[Task description]:
In which lines of the data does the string "building" appear? Copy every one.

Dataset excerpts

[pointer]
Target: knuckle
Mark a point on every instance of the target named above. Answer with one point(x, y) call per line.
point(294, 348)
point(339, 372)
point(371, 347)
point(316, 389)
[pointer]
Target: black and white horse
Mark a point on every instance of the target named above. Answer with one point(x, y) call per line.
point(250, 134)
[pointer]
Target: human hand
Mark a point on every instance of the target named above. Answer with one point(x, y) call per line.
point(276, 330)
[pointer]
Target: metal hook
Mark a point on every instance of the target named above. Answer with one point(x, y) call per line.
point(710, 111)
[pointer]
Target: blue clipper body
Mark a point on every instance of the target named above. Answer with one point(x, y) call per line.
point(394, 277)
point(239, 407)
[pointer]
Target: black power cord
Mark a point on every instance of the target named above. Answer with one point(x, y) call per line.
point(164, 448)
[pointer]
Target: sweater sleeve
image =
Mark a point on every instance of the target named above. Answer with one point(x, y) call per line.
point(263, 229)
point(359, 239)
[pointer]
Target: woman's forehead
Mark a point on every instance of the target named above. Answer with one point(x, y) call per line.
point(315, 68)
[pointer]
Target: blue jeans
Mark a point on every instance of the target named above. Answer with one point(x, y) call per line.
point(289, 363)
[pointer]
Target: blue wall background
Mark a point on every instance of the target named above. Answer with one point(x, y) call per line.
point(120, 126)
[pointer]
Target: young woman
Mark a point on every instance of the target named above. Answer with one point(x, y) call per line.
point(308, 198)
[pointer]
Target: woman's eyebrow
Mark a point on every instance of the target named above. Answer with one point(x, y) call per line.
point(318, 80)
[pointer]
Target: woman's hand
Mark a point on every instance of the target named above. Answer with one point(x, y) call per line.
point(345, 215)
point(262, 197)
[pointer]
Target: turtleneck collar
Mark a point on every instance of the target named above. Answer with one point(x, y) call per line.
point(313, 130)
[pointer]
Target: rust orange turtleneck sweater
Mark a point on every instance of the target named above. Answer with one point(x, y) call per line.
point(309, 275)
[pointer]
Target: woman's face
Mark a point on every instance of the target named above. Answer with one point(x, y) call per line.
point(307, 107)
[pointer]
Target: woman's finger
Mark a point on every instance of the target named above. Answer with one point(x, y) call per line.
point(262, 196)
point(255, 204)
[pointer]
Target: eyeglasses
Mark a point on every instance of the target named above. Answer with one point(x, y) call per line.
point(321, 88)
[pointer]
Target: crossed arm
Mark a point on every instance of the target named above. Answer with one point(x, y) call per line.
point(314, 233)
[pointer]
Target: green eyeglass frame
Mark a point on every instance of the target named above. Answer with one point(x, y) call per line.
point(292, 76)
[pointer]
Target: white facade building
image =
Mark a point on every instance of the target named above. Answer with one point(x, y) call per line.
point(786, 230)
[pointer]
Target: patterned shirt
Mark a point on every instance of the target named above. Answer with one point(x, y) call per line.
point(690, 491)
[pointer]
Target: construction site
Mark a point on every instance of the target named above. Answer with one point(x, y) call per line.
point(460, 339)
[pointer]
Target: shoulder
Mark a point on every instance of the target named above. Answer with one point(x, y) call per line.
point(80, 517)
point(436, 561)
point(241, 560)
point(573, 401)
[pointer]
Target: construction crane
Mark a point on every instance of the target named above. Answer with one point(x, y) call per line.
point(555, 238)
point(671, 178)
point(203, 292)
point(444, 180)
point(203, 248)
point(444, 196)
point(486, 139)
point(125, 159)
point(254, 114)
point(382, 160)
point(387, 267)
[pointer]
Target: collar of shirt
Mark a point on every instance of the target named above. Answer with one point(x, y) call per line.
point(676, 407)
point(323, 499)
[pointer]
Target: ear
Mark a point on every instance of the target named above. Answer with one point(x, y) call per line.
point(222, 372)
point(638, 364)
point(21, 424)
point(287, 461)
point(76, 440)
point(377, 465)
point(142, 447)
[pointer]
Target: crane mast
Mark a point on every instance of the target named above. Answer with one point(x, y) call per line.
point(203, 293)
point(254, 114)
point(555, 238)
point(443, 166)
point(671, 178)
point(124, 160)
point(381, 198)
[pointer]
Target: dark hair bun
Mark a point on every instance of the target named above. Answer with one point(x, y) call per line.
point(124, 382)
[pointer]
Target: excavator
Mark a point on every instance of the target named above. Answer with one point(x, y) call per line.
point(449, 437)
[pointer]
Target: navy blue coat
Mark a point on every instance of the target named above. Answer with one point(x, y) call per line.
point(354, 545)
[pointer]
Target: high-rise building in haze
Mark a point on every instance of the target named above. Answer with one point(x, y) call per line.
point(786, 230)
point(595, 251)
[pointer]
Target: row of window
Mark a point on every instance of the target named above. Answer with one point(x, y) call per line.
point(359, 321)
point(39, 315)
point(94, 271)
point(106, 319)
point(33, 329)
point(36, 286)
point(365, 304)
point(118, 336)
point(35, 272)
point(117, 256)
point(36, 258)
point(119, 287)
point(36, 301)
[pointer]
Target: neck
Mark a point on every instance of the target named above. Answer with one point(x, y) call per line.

[Result for this exercise]:
Target: white facade building
Target: high-rise building in haze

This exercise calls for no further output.